+++ Given text
New issue

Have a question about this project? Sign up for a free GitHub account to open an issue and contact its maintainers and the community.

By clicking “Sign up for GitHub”, you agree to our terms of service and privacy statement. We’ll occasionally send you account related emails.

Already on GitHub? Sign in to your account

How to implement compatibility of the Jolokia JVM agent with org.jboss.logmanager.LogManager loaded form JBoss modules #258

Open
rraez opened this Issue May 17, 2016 · 6 comments

Comments

Projects
None yet
4 participants
@rraez
Contributor

rraez commented May 17, 2016

Problem

Currently we have enabled the Jolokia JVM agent with JBoss EAP 6.0.x & 6.2.x.

To get the JVM Agent running, we have added the jboss-logmanager.jar the the -Xbootclasspath.

This is currently the official workaround described by RedHat: https://access.redhat.com/solutions/312453

Alos other JVM agents have the same problem: https://issues.jboss.org/browse/WFLY-895

But in JBoss EAP 6.4. this is no more working:

java.lang.IllegalStateException: The LogManager was not properly installed (you must set the "java.util.logging.manager" system property to "org.jboss.logmanager.LogManager")
    at org.jboss.logmanager.Logger.getLogger(Logger.java:58)
    at org.jboss.as.server.Main.main(Main.java:84)
    at sun.reflect.NativeMethodAccessorImpl.invoke0(Native Method)
    at sun.reflect.NativeMethodAccessorImpl.invoke(NativeMethodAccessorImpl.java:62)
    at sun.reflect.DelegatingMethodAccessorImpl.invoke(DelegatingMethodAccessorImpl.java:43)
    at java.lang.reflect.Method.invoke(Method.java:498)
    at org.jboss.modules.Module.run(Module.java:312)
    at org.jboss.modules.Main.main(Main.java:473)

Even when you add the system property java.util.logging.manager=org.jboss.logmanager.LogManager and add the jboss-logmanager.jar the the -Xbootclasspath, the following code throws a class cast exception:
https://github.com/jboss-logging/jboss-logmanager/blob/master/src/main/java/org/jboss/logmanager/Logger.java#L57

This exception is caused by changed class loading behaviour in JBoss eap 6.4. It looks like the org.jboss.logmanager.Logger class is loaded a second time from the modules and therefore it can't be casted.

In my option it was never a clean solution to override classes loaded by JBoss modules via the system class loader (-Xbootclasspath).

I have to find a solution for already released version of JBoss eap (6.2.2, 6.4.1, 6.4.7).
++++++
+++ Supplied records
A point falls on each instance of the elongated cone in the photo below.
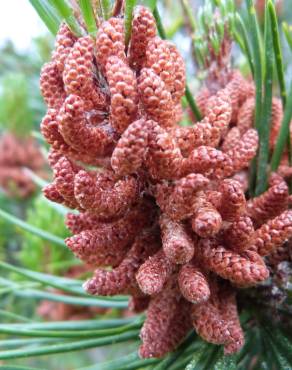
(177, 244)
(153, 274)
(270, 204)
(156, 99)
(166, 324)
(130, 152)
(121, 280)
(206, 220)
(108, 243)
(124, 96)
(247, 269)
(63, 44)
(51, 85)
(80, 134)
(78, 74)
(238, 236)
(164, 158)
(110, 41)
(143, 30)
(273, 234)
(217, 320)
(177, 201)
(158, 58)
(193, 283)
(103, 194)
(233, 202)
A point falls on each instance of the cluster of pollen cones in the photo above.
(163, 205)
(15, 155)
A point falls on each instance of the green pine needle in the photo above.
(47, 14)
(65, 12)
(88, 16)
(129, 7)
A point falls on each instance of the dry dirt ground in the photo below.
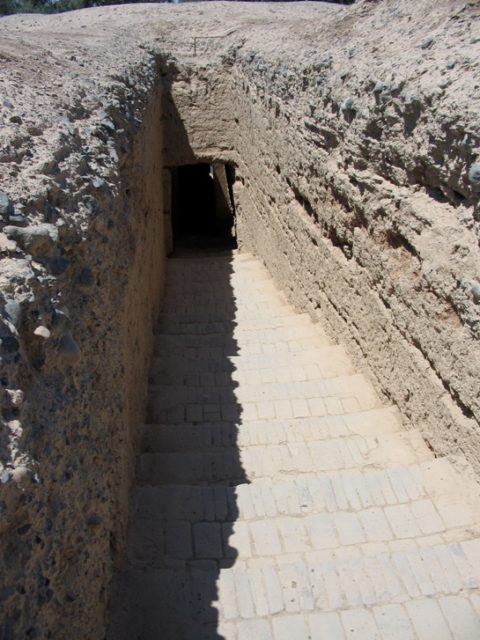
++++++
# [Challenge]
Edit the JBoss issue from "In my option" to "(6.2.2, 6.4.1, 6.4.7)." so that "solution" becomes "fix".

# [Expected answer]
In my option it was never a clean fix to override classes loaded by JBoss modules via the system class loader (-Xbootclasspath).

I have to find a fix for already released version of JBoss eap (6.2.2, 6.4.1, 6.4.7).